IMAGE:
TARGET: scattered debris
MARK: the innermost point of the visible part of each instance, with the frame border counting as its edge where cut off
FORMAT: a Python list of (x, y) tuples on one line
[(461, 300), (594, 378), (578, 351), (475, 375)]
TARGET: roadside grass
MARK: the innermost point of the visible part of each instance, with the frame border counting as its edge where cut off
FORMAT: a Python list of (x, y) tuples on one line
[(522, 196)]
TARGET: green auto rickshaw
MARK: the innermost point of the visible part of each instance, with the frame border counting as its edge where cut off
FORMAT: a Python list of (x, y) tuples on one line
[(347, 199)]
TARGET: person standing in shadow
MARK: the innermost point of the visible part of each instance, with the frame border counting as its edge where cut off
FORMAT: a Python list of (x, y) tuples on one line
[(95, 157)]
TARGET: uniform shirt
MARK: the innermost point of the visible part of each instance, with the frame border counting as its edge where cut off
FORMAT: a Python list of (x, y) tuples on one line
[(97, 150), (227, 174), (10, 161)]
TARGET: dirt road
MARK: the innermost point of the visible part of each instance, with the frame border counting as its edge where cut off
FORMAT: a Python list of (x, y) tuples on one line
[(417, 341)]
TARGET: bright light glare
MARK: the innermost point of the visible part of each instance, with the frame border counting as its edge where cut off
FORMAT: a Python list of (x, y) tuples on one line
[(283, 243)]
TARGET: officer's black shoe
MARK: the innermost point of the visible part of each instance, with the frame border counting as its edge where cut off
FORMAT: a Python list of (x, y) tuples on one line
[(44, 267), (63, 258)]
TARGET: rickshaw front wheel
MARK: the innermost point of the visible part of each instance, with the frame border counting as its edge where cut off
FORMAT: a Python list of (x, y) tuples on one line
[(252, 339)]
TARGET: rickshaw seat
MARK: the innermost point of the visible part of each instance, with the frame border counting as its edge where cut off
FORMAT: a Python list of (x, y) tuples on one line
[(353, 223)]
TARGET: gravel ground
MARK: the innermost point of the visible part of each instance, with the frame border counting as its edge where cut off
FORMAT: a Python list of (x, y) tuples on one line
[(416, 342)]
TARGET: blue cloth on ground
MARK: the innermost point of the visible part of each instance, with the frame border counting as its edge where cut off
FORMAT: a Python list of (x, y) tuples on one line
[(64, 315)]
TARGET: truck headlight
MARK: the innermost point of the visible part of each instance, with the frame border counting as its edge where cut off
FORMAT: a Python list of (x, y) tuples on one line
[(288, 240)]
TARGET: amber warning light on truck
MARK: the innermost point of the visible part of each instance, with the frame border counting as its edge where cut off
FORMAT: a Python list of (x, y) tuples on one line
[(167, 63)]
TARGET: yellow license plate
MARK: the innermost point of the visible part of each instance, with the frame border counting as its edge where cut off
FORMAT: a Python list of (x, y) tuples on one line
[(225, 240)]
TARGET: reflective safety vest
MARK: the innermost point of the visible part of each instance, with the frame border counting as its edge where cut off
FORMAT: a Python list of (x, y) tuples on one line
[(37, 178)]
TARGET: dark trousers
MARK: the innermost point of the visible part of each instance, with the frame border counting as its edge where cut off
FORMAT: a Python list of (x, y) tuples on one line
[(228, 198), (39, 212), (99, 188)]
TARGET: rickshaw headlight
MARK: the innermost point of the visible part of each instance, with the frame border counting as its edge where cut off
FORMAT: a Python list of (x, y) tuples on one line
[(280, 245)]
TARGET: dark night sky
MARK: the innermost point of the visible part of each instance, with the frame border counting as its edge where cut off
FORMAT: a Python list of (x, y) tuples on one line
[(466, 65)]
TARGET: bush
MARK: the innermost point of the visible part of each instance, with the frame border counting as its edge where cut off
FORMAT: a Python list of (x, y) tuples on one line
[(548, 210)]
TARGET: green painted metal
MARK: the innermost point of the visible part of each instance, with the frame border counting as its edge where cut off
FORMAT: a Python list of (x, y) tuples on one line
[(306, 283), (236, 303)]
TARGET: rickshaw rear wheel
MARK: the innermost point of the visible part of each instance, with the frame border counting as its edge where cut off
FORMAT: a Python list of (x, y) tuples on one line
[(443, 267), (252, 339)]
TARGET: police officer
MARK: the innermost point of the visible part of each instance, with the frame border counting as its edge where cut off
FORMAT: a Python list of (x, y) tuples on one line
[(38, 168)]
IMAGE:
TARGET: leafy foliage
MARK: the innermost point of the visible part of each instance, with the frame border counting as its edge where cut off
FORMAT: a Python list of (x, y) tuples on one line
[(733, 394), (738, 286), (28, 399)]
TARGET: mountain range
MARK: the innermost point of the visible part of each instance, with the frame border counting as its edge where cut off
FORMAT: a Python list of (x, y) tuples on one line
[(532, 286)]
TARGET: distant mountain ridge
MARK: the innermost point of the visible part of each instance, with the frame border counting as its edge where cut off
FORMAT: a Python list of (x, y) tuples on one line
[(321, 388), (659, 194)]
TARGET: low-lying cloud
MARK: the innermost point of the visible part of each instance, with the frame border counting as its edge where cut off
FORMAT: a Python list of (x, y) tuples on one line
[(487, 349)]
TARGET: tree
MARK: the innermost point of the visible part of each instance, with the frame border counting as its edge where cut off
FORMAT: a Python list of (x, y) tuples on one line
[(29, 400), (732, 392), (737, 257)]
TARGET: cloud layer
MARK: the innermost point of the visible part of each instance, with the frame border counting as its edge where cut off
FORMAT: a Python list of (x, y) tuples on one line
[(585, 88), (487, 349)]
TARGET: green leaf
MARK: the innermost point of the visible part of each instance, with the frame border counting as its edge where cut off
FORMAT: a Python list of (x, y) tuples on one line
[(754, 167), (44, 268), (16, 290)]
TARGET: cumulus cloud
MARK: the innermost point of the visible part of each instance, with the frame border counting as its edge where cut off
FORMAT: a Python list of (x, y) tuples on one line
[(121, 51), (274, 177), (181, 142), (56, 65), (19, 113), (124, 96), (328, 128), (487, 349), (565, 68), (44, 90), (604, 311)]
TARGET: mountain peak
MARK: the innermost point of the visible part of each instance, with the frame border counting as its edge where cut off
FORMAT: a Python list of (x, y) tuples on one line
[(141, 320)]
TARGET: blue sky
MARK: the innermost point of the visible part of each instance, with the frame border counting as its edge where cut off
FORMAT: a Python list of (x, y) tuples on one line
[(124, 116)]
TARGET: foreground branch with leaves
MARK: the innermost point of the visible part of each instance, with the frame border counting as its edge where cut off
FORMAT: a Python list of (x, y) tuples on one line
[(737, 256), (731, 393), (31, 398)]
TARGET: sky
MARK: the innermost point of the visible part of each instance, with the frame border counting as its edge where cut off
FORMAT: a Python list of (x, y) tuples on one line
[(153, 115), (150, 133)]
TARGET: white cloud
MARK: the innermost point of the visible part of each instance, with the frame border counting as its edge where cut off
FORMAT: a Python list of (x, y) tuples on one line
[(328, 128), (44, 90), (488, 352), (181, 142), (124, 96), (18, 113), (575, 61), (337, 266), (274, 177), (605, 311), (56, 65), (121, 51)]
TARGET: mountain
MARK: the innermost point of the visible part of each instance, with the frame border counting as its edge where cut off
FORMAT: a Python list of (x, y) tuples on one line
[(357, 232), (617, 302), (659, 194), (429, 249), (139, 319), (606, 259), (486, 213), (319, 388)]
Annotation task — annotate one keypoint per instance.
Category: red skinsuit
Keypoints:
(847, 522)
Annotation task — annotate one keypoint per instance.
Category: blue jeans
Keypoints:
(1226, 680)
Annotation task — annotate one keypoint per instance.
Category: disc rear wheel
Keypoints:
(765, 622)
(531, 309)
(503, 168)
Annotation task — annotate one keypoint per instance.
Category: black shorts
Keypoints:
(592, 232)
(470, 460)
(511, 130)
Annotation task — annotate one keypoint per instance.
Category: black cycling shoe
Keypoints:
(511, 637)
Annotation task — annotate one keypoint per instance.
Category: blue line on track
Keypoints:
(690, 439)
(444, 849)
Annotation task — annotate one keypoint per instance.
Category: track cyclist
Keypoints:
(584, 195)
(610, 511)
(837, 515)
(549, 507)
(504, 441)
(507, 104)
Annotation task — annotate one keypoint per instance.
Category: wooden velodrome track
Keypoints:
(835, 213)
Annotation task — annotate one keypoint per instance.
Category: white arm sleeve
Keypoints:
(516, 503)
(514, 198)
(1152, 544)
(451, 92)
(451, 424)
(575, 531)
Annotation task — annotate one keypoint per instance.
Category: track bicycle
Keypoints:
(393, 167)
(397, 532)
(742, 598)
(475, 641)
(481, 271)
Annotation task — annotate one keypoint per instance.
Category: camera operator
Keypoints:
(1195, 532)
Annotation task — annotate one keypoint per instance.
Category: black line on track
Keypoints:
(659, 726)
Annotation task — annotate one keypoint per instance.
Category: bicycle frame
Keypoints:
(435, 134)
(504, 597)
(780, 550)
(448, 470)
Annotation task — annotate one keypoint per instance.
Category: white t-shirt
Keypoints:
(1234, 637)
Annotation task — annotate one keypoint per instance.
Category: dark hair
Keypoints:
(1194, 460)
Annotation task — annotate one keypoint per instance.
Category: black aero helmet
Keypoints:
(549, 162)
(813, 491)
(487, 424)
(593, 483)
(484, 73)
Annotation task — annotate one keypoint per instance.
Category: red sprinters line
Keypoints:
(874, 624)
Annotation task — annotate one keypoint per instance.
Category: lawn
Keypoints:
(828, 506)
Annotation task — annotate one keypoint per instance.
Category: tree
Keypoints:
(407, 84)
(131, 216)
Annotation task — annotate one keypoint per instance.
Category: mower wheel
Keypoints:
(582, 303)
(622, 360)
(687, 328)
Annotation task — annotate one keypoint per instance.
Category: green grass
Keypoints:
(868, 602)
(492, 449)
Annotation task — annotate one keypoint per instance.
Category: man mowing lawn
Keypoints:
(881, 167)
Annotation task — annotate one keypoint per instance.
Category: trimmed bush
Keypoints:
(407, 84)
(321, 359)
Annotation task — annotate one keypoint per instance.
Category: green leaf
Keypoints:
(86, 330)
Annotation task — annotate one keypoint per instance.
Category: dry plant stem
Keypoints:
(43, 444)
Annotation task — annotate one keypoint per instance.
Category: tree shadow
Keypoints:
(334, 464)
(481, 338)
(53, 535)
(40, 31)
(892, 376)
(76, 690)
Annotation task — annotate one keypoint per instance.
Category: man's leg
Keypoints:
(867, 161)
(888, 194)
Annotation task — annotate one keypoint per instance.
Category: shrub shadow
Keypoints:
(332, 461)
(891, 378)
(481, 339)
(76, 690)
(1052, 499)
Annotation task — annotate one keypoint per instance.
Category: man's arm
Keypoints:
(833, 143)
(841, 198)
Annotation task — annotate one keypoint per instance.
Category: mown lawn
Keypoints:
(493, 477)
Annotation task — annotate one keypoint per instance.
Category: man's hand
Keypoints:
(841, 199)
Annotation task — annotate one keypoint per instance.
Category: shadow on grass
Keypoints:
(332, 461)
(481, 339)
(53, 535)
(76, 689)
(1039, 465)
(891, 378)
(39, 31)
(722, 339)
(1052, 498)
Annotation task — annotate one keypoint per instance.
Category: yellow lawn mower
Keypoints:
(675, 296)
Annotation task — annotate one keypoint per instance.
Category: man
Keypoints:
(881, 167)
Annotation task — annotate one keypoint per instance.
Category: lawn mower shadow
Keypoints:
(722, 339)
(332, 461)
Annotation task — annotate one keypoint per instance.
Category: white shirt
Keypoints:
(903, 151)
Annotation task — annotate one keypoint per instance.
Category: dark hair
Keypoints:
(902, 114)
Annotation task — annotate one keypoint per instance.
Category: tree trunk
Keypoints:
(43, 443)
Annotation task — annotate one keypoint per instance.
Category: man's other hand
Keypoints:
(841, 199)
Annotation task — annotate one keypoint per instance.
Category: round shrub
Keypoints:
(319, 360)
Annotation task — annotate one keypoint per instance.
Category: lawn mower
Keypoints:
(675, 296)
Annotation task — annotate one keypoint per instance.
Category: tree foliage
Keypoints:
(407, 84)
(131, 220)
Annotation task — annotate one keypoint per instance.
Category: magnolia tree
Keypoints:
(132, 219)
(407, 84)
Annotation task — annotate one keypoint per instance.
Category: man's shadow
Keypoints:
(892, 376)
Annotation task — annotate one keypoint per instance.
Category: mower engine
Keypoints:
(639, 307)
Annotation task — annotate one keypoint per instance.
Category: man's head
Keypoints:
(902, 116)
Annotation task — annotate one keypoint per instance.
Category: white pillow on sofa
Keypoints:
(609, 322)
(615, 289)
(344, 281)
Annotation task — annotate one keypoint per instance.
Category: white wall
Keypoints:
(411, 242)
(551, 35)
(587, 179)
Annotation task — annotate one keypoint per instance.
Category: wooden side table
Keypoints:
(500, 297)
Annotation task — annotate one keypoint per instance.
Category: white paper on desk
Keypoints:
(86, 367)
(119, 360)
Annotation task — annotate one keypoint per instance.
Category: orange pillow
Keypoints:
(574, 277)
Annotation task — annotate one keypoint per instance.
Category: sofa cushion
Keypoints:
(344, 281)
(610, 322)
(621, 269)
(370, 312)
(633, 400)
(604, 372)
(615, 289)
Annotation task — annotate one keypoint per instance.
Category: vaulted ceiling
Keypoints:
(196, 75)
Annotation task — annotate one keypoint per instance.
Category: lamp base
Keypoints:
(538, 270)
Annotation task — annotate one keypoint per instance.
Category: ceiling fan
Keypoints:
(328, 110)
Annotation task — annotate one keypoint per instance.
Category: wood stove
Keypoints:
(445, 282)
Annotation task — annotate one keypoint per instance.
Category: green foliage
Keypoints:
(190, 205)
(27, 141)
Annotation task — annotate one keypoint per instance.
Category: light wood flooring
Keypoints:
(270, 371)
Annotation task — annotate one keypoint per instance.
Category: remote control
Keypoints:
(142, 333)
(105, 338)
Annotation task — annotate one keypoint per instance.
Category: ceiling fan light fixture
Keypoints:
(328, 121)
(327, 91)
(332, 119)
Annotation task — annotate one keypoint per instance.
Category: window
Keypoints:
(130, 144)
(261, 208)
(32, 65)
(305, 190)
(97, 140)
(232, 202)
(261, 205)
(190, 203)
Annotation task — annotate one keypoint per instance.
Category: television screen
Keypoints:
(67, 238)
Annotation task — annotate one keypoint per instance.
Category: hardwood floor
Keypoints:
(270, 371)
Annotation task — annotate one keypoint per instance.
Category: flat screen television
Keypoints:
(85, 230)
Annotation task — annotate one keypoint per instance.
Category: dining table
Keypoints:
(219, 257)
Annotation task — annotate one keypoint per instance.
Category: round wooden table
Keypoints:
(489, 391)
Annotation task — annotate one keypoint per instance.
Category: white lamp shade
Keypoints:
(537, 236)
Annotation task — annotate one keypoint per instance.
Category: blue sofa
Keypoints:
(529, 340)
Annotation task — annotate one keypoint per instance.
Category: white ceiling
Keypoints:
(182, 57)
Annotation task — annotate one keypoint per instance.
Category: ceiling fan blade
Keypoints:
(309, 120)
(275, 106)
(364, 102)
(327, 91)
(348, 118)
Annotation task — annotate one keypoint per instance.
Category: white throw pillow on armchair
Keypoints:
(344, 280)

**WORK TO BE COMPLETED:**
Your answer must consist only of the lines from the start of the records above through the line with "TARGET: green auto rickshaw", each retyped exactly.

**RESPONSE FOR THIS EXERCISE:**
IMAGE:
TARGET: scattered debris
MARK: the innermost point of the visible part of each instance, with the frame border counting as its edge where cut off
FORMAT: a Python list of (x, y) tuples on one line
[(461, 300), (594, 378), (578, 351), (475, 375)]
TARGET: roadside grass
MARK: the innermost point of the visible part of each instance, with the frame border counting as its edge where cut off
FORMAT: a Python list of (x, y) tuples on one line
[(522, 196)]
TARGET: green auto rickshaw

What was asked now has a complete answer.